◆ YOUR OBJECTIVE ◆
Continue the article about long-term thinking and building wealth, starting right after its last sentence.

◆ PAGE TEXT ◆
________

To build wealth, 'change your thinking,' says a behavioral economist


Your ability to think long term is highly correlated with your spending and saving behavior. That's the conclusion Sarah Newcomb, behavioral economist at Morningstar and author of the book "Loaded: Money, Psychology, and How to Get Ahead Without Leaving Your Values Behind," has come to based on years of researching what factors affect savings rates.

"You're not going to change your behavior until you change your thinking," Newcomb says. "The biggest financial mistakes aren't fixed with nudges, they require a change of personality."

While it may come naturally for some people to envision, and build wealth for, their life 30 years down the road, other people can only think three months ahead. However, the more that you can adopt a long-term mindset, the better prepared you'll be for the future, Newcomb says.

Here's how to get started.

________

◆ INFORMATION SHOWN ◆
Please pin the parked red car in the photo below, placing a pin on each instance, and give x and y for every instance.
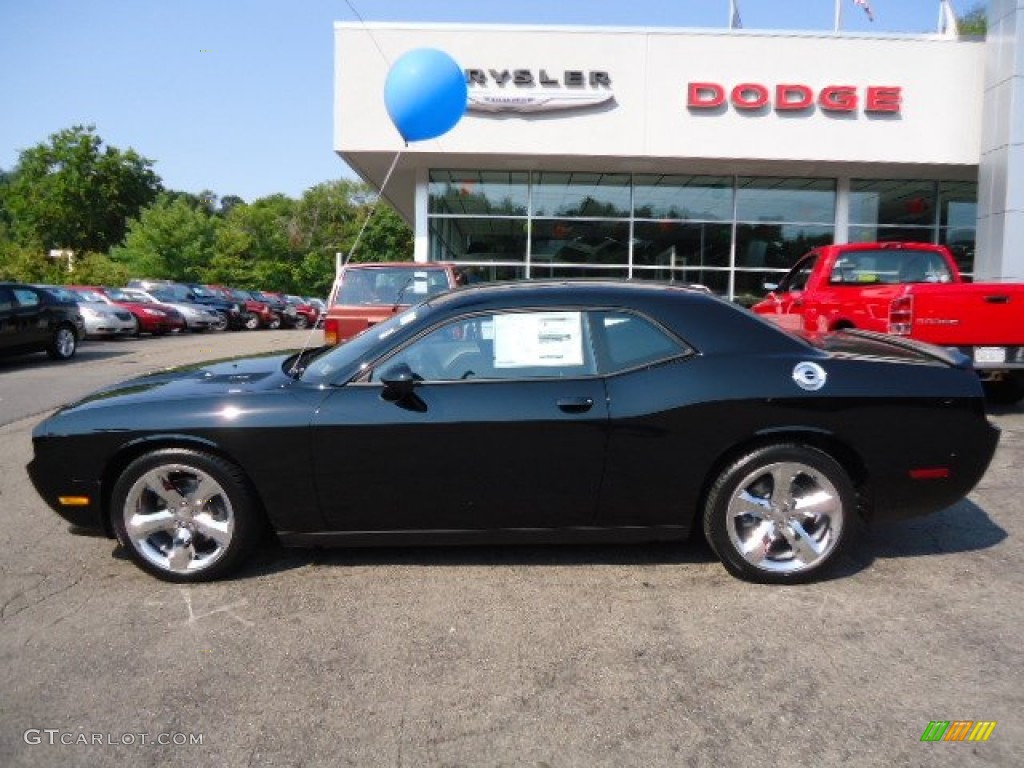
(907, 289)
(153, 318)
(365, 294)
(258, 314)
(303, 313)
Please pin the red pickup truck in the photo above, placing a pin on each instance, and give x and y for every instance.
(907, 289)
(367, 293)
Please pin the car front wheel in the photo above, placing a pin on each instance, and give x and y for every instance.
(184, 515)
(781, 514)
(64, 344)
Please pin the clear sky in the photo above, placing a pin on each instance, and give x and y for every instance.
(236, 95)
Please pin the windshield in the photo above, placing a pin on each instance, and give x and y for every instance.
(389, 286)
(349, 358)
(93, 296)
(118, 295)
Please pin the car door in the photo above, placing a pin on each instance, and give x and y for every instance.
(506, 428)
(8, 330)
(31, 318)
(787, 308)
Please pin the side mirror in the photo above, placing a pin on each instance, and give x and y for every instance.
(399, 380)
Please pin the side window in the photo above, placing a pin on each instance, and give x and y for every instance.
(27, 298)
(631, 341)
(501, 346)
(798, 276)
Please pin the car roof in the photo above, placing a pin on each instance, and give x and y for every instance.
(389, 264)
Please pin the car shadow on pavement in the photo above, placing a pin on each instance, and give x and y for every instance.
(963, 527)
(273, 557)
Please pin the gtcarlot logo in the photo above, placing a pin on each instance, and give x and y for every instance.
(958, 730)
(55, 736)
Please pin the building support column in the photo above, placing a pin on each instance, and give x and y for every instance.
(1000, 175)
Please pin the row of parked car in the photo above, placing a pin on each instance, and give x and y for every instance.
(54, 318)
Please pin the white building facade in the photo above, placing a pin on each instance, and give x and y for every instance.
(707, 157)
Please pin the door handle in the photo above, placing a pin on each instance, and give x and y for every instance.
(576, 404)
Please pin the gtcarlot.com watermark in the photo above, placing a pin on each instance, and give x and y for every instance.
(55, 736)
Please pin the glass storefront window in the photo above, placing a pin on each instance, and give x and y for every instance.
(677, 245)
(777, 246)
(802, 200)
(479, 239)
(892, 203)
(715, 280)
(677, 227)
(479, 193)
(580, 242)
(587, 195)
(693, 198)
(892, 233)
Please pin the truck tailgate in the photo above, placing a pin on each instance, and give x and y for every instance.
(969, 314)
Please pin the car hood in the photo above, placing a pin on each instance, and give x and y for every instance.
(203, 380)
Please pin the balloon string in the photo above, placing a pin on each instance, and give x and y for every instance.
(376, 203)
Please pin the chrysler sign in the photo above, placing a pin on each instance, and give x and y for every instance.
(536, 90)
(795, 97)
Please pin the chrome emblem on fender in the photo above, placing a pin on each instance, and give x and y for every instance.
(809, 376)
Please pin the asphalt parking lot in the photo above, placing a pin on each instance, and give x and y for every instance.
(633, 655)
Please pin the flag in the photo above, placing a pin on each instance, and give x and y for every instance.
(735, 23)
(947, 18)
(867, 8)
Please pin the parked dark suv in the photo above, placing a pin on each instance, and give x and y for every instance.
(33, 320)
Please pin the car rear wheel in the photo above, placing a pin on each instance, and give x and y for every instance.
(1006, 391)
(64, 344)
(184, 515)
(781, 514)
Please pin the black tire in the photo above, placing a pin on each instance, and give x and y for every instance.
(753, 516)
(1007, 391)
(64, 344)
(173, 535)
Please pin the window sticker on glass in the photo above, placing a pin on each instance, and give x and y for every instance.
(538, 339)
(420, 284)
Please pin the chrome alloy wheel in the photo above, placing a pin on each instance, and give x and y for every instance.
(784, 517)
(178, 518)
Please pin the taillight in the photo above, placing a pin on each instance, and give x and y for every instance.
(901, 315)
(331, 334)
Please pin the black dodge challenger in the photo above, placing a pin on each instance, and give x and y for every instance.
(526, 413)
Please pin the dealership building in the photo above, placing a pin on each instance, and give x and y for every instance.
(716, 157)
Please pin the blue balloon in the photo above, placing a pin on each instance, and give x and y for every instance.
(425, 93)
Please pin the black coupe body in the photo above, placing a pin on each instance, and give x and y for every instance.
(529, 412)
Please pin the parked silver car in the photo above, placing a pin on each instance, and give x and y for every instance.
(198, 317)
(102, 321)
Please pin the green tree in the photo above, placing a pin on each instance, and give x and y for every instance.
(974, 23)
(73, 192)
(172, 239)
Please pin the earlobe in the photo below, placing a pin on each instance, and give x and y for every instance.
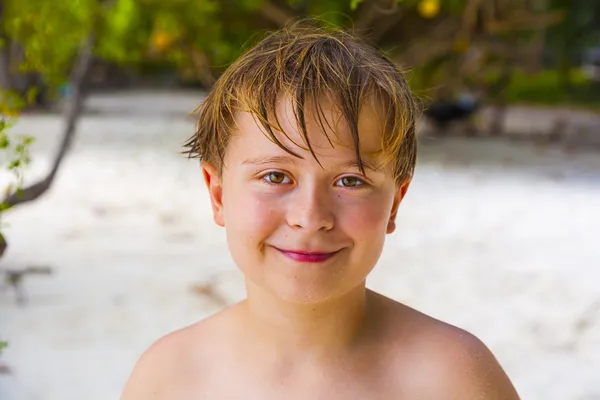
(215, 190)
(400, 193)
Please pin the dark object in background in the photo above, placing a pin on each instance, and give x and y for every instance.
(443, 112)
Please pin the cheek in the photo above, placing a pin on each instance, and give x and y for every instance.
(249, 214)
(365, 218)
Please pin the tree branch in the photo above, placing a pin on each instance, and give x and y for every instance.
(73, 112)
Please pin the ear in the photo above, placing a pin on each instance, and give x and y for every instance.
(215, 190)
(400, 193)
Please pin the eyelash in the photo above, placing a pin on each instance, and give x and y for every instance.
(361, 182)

________

◆ RESPONSE FOR THIS EXERCISE ◆
1. Today: Get a handle on your cash flow

Before you can start saving for the future, you'll need to understand your current cash flow, or when money is coming in and going out of your accounts. And that's especially important because nearly half of Americans live paycheck to paycheck, according to a recent survey conducted by GOBankingRates.

"You have to accept where you're at; if you're not a saver, becoming an investor isn't where your head should be at," Newcomb says. "The more stability you build now, the more into the future you can look."

Creating a budget to track your monthly spending can help you build the habits necessary to create a longer-term plan. You can also try reverse budgeting by setting aside money for the essentials first.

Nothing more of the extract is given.